_WORK TO BE COMPLETED_:
With pictures removed, the data below should be returned exactly.

_RECORD EXCERPTS_:
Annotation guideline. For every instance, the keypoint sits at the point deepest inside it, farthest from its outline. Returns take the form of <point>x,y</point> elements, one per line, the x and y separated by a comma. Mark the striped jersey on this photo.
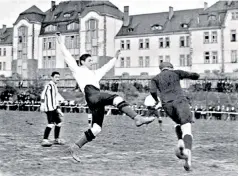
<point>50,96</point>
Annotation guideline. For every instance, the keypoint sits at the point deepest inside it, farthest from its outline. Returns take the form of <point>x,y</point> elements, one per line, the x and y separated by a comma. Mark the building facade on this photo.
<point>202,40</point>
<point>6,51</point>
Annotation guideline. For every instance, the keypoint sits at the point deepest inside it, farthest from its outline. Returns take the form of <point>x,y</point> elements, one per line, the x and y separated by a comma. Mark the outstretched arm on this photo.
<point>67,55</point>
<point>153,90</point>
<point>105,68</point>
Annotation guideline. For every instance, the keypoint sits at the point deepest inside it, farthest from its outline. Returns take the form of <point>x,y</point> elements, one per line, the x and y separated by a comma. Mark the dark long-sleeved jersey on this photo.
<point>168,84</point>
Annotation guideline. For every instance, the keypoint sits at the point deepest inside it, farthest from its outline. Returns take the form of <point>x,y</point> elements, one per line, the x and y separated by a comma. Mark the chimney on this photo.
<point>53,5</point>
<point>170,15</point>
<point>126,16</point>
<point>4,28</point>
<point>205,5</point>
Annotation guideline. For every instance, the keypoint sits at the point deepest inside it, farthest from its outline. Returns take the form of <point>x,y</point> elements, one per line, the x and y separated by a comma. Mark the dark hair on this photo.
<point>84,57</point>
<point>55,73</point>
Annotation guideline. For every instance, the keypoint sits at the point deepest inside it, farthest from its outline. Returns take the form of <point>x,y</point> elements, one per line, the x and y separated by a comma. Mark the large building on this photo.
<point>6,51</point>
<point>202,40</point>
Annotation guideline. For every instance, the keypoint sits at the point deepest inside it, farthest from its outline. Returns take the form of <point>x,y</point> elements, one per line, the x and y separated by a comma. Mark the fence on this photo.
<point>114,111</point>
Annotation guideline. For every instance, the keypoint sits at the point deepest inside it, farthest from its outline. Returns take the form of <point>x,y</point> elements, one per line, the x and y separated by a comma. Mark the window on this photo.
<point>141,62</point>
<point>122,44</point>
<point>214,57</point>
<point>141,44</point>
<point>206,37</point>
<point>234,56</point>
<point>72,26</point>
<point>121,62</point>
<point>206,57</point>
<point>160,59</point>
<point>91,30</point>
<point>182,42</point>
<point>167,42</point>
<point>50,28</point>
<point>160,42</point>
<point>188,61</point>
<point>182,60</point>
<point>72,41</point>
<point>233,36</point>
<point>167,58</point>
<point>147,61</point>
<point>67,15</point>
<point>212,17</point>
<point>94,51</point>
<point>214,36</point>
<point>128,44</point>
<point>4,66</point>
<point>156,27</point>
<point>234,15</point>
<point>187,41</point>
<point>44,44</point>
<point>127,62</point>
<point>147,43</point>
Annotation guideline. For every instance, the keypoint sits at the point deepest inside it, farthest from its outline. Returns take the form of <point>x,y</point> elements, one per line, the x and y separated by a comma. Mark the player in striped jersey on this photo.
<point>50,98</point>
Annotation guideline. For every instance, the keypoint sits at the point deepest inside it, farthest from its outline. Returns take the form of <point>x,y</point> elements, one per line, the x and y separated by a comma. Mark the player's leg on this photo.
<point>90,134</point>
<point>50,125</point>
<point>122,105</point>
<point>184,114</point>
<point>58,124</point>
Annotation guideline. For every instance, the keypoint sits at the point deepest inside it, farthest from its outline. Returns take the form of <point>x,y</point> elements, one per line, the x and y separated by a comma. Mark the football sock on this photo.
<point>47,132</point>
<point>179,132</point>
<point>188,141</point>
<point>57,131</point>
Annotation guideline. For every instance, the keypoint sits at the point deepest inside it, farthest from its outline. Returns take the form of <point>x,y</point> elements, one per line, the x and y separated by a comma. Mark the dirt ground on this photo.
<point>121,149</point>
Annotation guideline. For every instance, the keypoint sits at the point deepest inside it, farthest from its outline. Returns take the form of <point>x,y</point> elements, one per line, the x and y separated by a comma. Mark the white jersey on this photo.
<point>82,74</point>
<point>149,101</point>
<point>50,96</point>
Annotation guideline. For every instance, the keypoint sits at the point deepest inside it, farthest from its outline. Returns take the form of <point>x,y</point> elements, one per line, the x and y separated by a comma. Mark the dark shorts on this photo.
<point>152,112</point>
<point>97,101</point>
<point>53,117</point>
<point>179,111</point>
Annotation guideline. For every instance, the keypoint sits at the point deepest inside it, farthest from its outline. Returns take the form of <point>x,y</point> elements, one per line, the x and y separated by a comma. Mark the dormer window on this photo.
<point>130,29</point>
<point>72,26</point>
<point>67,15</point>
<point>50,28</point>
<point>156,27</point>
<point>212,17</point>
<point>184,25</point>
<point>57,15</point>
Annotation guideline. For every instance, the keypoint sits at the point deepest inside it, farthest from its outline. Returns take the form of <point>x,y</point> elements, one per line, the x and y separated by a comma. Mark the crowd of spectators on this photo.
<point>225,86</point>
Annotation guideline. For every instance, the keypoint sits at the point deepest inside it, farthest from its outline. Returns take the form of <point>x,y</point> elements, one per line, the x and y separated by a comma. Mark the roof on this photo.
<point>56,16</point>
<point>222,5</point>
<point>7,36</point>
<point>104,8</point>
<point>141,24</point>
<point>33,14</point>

_RESPONSE TO THE TASK_:
Annotation guideline. For every instance, the keypoint sits at the point deepest inside it, farthest from its outline. Returns take the form of <point>x,y</point> elements, one per line, the x and y separated by a comma. Mark the striped jersey on this photo.
<point>50,96</point>
Annotation guideline. For every instance, the keypoint sits at the point deepest inside it, farthest from its outline. Returns take the form of <point>x,y</point> elements, one per line, the x and y separated by a comma. Mark the building facade on this photo.
<point>202,40</point>
<point>6,51</point>
Annotation guideline. For every instance, the keypoint sits at the point deepest inside it, farthest from its outline. Returns take the form of <point>x,y</point> elements, one per line, the x and y separated by a comma. Mark the outstretched arm on this photo.
<point>67,55</point>
<point>153,90</point>
<point>105,68</point>
Annotation guideline. For every instance, the keypoint sits at the point deepest inside it, farthest from its outline. Returns take the form of <point>x,y</point> elements, one per line, the x and y separated by a comma. Mark the dark long-sleeved jersey on this photo.
<point>168,84</point>
Annotation guideline. For every instance, the keypoint sits at the point deepest inside it, farthest from its outline. Returns take the form of <point>x,y</point> elements, one per line, the x and y separated by a comma. Mark the chimney on this photo.
<point>53,5</point>
<point>170,15</point>
<point>126,16</point>
<point>4,28</point>
<point>205,5</point>
Annotation guideline. For every instance, the keypoint sits at the point deepest inside it, farthest from its outline. Returns take the form of <point>x,y</point> elements, one per line, the x and y separated by a comma. Mark the dark hair on this photo.
<point>84,57</point>
<point>55,73</point>
Annotation guideline. For every instance, the keypoint sits at the point deepest inside it, farthest from its outline. Returns take the form of <point>x,y</point> elements, one per line, the x and y separated by a comma. Mark the large building on this photo.
<point>6,51</point>
<point>202,40</point>
Annotation guideline. For every instance, the keypoint sits at the point deepest inside it, farthest from its outline. Returns take the form of <point>x,y</point> elements, one per line, the x and y separated by a comma. Mark the fence on this photo.
<point>114,111</point>
Annotation guideline. For every instance, the keypoint sits at the point deepest inside it, farthest from its outline. Returns take the form of <point>x,y</point> elements, one per line, the x and y separated by a comma. Mark the window on this photo.
<point>141,62</point>
<point>122,44</point>
<point>214,57</point>
<point>141,44</point>
<point>206,37</point>
<point>234,56</point>
<point>72,26</point>
<point>121,62</point>
<point>206,57</point>
<point>160,59</point>
<point>91,30</point>
<point>182,42</point>
<point>167,42</point>
<point>50,28</point>
<point>160,42</point>
<point>188,61</point>
<point>182,60</point>
<point>72,41</point>
<point>233,36</point>
<point>167,58</point>
<point>147,61</point>
<point>67,15</point>
<point>212,17</point>
<point>94,51</point>
<point>214,36</point>
<point>128,44</point>
<point>4,66</point>
<point>156,27</point>
<point>234,15</point>
<point>187,41</point>
<point>44,44</point>
<point>127,62</point>
<point>147,43</point>
Annotation guideline. For every instance, the keypoint sits at the point deepest inside it, farthest from its outline. Returns take the form of <point>x,y</point> elements, one per line, the x and y separated by a comma. Mark the player in striped jersey on this photo.
<point>50,98</point>
Annotation guideline. For every instance, the keypoint sits at the point deepest inside it, farthest from its outline. Returns take the form of <point>x,y</point> elements, one per line, the x and y separated by a comma. Mark the player's leg on this photo.
<point>90,134</point>
<point>50,125</point>
<point>122,105</point>
<point>184,114</point>
<point>58,124</point>
Annotation guideline. For every instance, the keypoint sits at the point deepest inside it, farthest from its outline. Returns take the form of <point>x,y</point> elements, one per line, the x and y separated by a comma. Mark the football sock on this photo.
<point>47,132</point>
<point>179,132</point>
<point>188,141</point>
<point>57,131</point>
Annotation guideline. For every instance, the keypoint sits at the point deepest inside it, farthest from its outline. Returns take the form of <point>x,y</point> elements, one per line, the x and y separated by a comma. Mark the dirt ground on this photo.
<point>121,149</point>
Annotation guideline. For every instance, the keypoint sits at the point deepest inside it, farthest from its outline. Returns take the form of <point>x,y</point> elements, one per line, the x and y separated by a comma. Mark the white jersey on this photo.
<point>82,74</point>
<point>149,101</point>
<point>50,96</point>
Annotation guideline. For every instance, the keypoint sits at the point deepest inside it, farthest from its outline. Returns take the form of <point>x,y</point> elements, one per line, the x and y separated by a comma. Mark the dark shorts on this photo.
<point>152,112</point>
<point>97,101</point>
<point>53,117</point>
<point>179,111</point>
Annotation guideline. For every instance, the keypoint sits at the point deepest inside it, farthest from its outline. Returns take the form of <point>x,y</point> elements, one per line, the x and y separated by a comma. Mark the dormer window on this photo.
<point>130,29</point>
<point>72,26</point>
<point>67,15</point>
<point>50,28</point>
<point>156,27</point>
<point>212,17</point>
<point>184,25</point>
<point>57,15</point>
Annotation guideline. For every instance, the keypoint sits at the point deepest inside it, farthest from its outline. Returns take the form of <point>x,y</point> elements, one per line, the x and y separated by a comma. Mark the crowd of spectators on this photo.
<point>225,86</point>
Annotation guideline. For every instance, the keypoint sits at the point deepest inside it, farthest from its outline. Returns take the form of <point>x,y</point> elements, one per line, the x and y separated by a comma. Mark the roof on this photo.
<point>56,16</point>
<point>222,5</point>
<point>7,36</point>
<point>104,8</point>
<point>141,24</point>
<point>33,14</point>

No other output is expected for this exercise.